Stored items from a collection
────────────────────────────────────────

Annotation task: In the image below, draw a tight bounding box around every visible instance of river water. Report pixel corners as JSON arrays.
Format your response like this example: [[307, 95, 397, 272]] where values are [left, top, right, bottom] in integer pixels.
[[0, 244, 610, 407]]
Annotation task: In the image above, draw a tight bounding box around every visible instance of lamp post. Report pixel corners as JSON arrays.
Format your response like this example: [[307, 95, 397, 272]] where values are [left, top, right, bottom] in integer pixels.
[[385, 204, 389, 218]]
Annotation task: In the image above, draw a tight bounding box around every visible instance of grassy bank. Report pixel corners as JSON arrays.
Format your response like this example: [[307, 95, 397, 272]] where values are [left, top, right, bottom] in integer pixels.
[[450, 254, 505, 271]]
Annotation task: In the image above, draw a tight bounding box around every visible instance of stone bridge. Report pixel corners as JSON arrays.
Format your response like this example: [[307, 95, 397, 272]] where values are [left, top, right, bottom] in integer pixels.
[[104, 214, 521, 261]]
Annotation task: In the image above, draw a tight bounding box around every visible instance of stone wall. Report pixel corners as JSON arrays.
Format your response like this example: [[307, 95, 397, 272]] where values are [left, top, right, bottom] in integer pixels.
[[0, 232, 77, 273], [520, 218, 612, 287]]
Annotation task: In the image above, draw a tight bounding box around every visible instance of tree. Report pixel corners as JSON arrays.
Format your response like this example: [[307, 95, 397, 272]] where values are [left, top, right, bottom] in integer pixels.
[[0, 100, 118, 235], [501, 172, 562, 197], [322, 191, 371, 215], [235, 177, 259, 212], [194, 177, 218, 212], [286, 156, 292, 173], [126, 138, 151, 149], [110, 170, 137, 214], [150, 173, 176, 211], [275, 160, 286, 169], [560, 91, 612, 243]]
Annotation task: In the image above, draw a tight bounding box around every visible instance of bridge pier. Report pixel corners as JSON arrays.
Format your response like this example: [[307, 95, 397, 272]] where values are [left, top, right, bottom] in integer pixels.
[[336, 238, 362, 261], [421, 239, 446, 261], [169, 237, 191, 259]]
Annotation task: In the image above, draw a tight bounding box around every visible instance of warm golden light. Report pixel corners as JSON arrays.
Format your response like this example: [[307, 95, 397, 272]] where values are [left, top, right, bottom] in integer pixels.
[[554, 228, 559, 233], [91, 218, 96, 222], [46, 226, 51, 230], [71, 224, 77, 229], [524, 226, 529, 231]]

────────────────────────────────────────

Each line of the entries that contains "arrays" counts once; state the total as a bare number.

→ **Answer to the exercise**
8